TASK ITEM: In the text on GKE support for AI workloads, reproduce the portion starting with "To maximize the" and going on through "11x more throughput.", substituting "Cloud Storage FUSE read caching" for each occurrence of "GCS FUSE read caching".

EXERCISE TEXT:
· · ·

For AI workloads that have highly variable demand such as low-volume inference or notebooks, a GPU may sit idle much of the time. To help you run more workloads on the same GPU, GKE now supports GPU sharing with NVIDIA Multi-Process Service (MPS). MPS enables concurrent processing on a single GPU, which can improve GPU efficiency for workloads with low GPU resource usage, reducing your costs.

To maximize the cost efficiency of AI accelerators during model training, it’s important to minimize the time an application is waiting to fetch data. To achieve this, GKE supports GCS FUSE read caching, which is now generally available. GCS FUSE read caching uses a local directory as a cache to accelerate repeat reads for small and random I/Os, increasing GPU and TPU utilization by loading your data faster. This reduces the time to train a model and delivers up to 11x more throughput.

· · ·

DATA:
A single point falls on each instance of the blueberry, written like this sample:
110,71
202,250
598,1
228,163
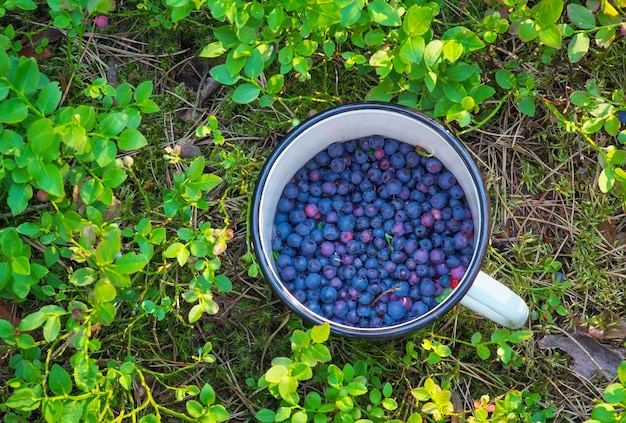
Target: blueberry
456,192
328,294
396,310
322,158
336,149
419,308
313,281
427,288
294,240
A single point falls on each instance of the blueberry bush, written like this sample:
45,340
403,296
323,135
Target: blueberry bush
121,257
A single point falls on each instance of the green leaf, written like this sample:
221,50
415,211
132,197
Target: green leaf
113,124
621,372
59,381
109,247
606,180
551,36
195,313
6,329
104,291
528,30
581,98
131,139
500,335
5,62
179,251
505,79
433,53
320,333
207,394
49,179
275,83
265,415
412,49
113,177
220,74
452,50
464,36
580,16
32,321
131,263
85,371
84,276
578,47
18,197
49,98
483,352
27,77
417,20
246,93
23,399
20,265
605,37
143,91
615,393
212,50
547,12
51,328
526,105
383,14
13,110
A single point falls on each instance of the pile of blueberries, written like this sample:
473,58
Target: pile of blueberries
372,233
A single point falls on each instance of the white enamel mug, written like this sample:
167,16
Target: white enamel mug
476,290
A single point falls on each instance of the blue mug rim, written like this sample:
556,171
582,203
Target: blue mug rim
388,332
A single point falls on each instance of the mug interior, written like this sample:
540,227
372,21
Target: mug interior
390,122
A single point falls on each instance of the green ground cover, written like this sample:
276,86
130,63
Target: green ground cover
131,135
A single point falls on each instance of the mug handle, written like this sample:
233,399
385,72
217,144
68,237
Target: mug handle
496,302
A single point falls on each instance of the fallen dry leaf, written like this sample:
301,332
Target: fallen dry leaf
590,357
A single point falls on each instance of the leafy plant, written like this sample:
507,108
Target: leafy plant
612,410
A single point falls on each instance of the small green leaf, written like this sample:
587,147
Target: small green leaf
505,79
49,98
27,77
265,415
383,13
580,16
412,49
32,321
131,263
131,139
143,91
320,333
483,352
246,93
13,110
113,177
528,30
551,36
195,313
417,20
23,399
18,197
104,291
20,265
207,394
606,180
6,329
51,328
547,12
59,381
578,47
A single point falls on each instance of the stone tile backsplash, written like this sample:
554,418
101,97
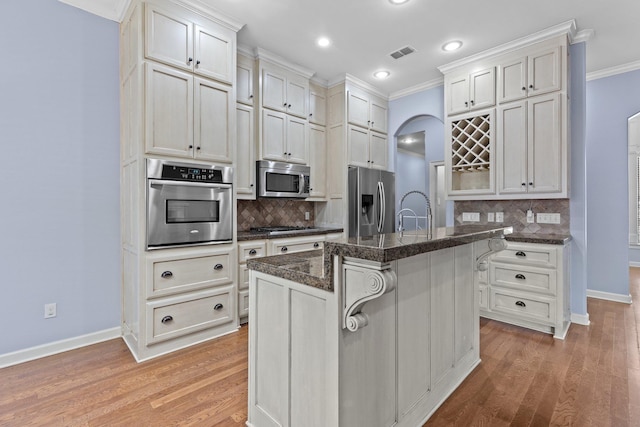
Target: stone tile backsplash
272,212
515,214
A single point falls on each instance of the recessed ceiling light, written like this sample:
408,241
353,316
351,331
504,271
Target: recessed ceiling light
451,46
382,74
323,42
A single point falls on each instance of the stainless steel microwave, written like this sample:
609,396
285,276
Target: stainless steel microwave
286,180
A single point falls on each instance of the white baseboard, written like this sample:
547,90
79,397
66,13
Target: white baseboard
56,347
580,319
609,296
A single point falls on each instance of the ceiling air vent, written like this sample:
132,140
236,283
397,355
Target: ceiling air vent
402,52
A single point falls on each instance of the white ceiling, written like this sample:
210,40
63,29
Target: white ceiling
365,32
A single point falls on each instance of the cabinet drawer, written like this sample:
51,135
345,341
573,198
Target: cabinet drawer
243,277
243,303
483,297
182,275
524,278
186,314
299,246
525,306
537,255
252,249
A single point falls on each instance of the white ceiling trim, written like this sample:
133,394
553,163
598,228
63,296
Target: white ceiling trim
568,27
608,72
112,10
417,88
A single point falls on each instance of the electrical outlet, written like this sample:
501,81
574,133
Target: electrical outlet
50,310
471,217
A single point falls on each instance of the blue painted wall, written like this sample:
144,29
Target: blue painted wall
610,102
59,129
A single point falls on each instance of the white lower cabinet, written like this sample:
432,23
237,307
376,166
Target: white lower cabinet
528,285
185,296
419,341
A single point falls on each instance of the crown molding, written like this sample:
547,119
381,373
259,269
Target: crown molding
417,88
263,54
112,10
612,71
566,28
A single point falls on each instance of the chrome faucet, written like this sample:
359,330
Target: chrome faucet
427,216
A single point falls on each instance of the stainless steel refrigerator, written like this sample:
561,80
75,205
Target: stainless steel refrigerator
372,199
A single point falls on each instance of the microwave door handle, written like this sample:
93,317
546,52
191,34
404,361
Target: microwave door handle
301,190
159,182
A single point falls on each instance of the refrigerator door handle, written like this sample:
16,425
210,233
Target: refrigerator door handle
381,212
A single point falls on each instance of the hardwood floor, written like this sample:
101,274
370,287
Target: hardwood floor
525,379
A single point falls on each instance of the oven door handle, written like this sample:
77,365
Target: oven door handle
160,182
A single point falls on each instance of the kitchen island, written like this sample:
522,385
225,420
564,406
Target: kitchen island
374,331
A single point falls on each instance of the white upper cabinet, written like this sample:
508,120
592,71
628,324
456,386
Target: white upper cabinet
285,92
471,91
284,138
187,116
530,147
317,105
366,110
244,80
533,74
179,42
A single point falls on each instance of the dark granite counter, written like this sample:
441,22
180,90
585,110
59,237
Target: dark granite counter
314,268
256,235
547,239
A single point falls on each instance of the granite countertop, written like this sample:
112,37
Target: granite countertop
547,239
257,235
314,268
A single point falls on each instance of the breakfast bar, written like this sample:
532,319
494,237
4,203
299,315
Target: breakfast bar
370,331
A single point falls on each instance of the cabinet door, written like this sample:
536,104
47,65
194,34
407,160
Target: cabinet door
213,121
358,109
246,159
168,111
482,89
274,88
244,81
458,99
544,72
512,148
318,161
296,140
378,115
274,131
297,97
214,54
317,108
378,150
544,145
512,77
168,38
358,143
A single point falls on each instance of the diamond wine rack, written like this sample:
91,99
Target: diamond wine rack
470,144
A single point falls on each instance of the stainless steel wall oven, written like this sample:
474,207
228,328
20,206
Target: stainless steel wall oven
188,204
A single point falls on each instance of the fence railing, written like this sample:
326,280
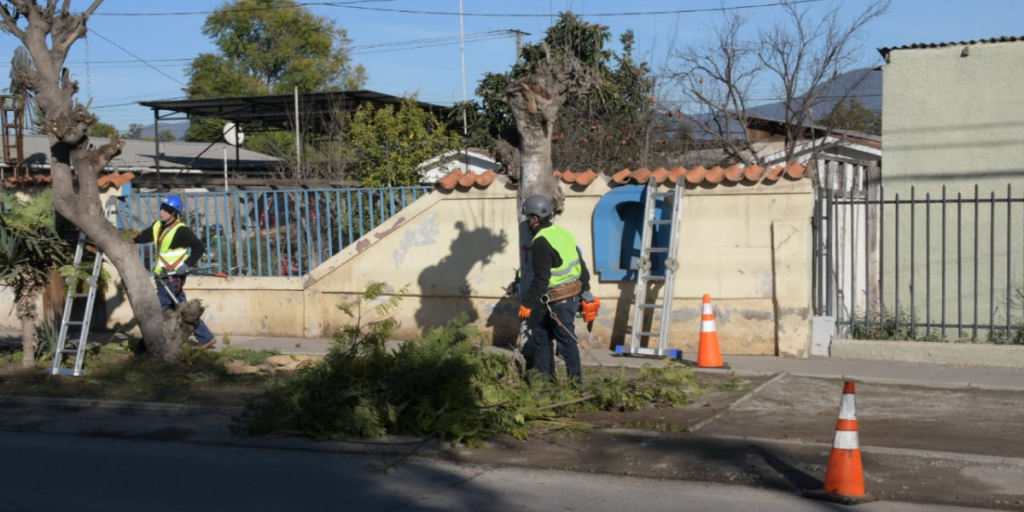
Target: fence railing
932,266
272,232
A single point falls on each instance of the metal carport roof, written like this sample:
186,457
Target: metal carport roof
315,110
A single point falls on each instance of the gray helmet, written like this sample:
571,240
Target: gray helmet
537,205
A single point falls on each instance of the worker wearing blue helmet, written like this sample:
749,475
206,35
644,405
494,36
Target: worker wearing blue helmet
178,249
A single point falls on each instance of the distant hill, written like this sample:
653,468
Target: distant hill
176,129
867,91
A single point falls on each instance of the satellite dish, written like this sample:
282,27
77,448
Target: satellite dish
232,134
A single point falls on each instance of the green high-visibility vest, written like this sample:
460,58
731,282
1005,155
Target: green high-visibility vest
167,258
564,244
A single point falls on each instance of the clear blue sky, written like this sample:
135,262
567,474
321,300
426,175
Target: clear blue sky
114,77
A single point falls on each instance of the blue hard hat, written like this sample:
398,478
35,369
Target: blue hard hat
174,202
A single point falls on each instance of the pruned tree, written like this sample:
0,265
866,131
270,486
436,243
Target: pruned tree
48,31
800,57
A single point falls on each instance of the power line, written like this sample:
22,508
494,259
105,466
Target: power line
596,14
100,36
357,49
252,9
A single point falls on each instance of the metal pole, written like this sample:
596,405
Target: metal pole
991,266
974,332
1009,258
462,37
298,143
943,261
225,168
156,139
897,261
960,265
913,273
928,262
882,254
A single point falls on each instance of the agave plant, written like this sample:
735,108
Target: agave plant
30,251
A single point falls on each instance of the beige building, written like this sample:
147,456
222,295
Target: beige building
744,241
952,116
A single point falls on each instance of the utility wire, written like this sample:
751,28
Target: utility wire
357,49
251,9
594,14
100,36
351,5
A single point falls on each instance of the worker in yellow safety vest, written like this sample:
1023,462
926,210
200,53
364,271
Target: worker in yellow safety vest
559,289
177,250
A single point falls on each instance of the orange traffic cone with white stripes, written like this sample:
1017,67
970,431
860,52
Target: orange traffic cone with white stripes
709,354
845,476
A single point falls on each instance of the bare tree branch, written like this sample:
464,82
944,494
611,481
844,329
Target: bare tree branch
9,24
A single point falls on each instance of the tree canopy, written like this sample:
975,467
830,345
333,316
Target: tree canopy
612,125
852,115
269,47
391,144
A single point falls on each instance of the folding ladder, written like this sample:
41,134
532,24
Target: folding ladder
674,200
77,348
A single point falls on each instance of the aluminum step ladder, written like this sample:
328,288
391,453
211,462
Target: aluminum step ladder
77,348
662,310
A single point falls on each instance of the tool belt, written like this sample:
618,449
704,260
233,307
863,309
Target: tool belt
563,292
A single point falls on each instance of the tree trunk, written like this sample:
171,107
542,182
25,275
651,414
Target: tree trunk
28,341
137,282
48,34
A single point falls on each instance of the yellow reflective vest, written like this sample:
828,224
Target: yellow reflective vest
564,244
168,258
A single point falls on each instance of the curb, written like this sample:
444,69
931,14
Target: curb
151,407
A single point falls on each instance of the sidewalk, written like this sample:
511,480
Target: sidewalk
864,371
944,376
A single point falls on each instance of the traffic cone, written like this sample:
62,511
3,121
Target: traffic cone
709,354
845,476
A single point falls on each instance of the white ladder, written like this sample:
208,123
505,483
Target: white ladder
77,348
674,200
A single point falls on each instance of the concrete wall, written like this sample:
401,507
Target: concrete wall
953,119
453,252
952,116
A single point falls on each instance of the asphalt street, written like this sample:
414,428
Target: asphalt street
46,472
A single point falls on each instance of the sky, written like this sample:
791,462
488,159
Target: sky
143,56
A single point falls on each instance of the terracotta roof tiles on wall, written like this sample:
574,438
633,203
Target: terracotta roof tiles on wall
696,175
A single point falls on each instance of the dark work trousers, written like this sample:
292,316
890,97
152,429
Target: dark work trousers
203,333
544,330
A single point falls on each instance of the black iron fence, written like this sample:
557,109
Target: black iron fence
932,266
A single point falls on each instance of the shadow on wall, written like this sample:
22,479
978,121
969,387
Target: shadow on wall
449,280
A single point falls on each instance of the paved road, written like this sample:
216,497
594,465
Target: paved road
114,475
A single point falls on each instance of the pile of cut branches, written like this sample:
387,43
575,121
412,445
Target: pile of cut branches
440,386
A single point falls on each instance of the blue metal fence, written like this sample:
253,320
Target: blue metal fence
272,232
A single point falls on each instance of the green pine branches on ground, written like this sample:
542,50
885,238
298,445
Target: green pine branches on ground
441,386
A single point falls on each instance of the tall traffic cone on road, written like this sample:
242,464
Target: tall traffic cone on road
845,476
709,354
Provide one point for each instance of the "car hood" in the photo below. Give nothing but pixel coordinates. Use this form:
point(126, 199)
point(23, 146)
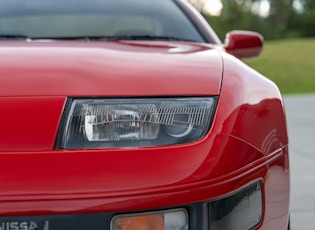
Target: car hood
point(108, 68)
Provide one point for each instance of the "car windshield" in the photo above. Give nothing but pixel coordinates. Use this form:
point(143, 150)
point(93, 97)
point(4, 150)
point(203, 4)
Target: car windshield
point(95, 19)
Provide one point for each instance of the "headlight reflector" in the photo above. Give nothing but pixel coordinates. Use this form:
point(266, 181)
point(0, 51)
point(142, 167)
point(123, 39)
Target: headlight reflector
point(119, 123)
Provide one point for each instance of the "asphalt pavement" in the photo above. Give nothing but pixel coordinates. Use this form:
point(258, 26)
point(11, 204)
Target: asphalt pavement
point(301, 125)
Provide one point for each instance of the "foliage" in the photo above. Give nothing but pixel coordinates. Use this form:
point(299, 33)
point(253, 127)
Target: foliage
point(283, 21)
point(289, 63)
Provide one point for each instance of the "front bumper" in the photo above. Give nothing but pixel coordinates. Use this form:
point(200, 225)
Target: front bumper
point(241, 210)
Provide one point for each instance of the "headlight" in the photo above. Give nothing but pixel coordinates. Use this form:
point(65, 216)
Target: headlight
point(119, 123)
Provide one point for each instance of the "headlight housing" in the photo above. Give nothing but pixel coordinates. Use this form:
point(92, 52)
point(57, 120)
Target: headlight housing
point(123, 123)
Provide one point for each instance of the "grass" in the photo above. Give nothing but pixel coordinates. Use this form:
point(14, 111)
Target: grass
point(289, 63)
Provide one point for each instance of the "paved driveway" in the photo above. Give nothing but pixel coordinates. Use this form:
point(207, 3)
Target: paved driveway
point(301, 123)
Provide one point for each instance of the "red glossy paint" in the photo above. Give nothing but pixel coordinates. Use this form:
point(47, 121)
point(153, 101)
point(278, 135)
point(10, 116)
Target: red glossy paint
point(247, 141)
point(244, 44)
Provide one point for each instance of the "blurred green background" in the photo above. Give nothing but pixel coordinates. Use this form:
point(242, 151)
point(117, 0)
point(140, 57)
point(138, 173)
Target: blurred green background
point(288, 27)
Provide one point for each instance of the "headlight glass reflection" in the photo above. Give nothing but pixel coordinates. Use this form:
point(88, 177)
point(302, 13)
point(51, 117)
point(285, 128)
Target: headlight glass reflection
point(120, 123)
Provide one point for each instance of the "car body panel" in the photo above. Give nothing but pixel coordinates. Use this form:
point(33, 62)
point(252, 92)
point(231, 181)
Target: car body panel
point(246, 144)
point(78, 69)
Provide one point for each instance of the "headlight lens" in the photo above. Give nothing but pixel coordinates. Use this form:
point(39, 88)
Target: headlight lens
point(119, 123)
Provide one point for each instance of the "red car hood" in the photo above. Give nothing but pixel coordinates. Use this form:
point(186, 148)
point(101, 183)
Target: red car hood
point(125, 68)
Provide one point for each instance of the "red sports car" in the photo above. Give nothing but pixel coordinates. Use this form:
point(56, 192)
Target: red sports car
point(132, 115)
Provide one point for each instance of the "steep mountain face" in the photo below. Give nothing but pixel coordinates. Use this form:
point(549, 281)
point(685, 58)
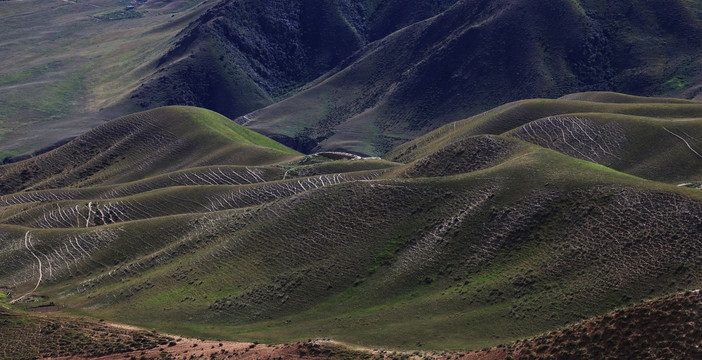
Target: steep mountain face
point(480, 54)
point(243, 55)
point(466, 241)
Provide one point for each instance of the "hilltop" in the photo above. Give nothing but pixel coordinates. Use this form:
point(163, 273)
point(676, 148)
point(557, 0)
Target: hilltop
point(463, 239)
point(359, 76)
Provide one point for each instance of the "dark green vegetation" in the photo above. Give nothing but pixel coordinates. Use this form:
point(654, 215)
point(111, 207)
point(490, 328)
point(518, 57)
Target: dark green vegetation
point(667, 328)
point(243, 55)
point(67, 66)
point(502, 226)
point(358, 75)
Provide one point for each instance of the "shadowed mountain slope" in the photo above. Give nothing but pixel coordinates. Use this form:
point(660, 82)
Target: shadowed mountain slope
point(480, 54)
point(477, 240)
point(243, 55)
point(648, 137)
point(141, 145)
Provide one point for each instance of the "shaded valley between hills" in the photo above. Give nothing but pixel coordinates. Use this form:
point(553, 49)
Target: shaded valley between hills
point(511, 224)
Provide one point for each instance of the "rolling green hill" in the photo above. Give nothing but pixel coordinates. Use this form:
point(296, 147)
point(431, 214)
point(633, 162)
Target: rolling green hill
point(480, 54)
point(360, 76)
point(469, 241)
point(65, 66)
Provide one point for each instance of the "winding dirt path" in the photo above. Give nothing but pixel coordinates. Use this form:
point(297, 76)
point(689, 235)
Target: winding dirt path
point(685, 141)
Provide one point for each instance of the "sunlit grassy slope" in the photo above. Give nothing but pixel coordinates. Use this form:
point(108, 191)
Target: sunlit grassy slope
point(66, 65)
point(471, 240)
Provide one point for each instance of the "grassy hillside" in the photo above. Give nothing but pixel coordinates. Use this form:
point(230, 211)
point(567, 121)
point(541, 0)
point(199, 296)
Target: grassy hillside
point(142, 145)
point(647, 137)
point(475, 241)
point(477, 55)
point(243, 55)
point(65, 65)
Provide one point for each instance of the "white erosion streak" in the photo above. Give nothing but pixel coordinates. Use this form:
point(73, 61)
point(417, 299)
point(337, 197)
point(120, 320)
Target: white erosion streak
point(27, 243)
point(685, 141)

· · ·

TASK OUTPUT:
To maximize the cost efficiency of AI accelerators during model training, it’s important to minimize the time an application is waiting to fetch data. To achieve this, GKE supports Cloud Storage FUSE read caching, which is now generally available. Cloud Storage FUSE read caching uses a local directory as a cache to accelerate repeat reads for small and random I/Os, increasing GPU and TPU utilization by loading your data faster. This reduces the time to train a model and delivers up to 11x more throughput.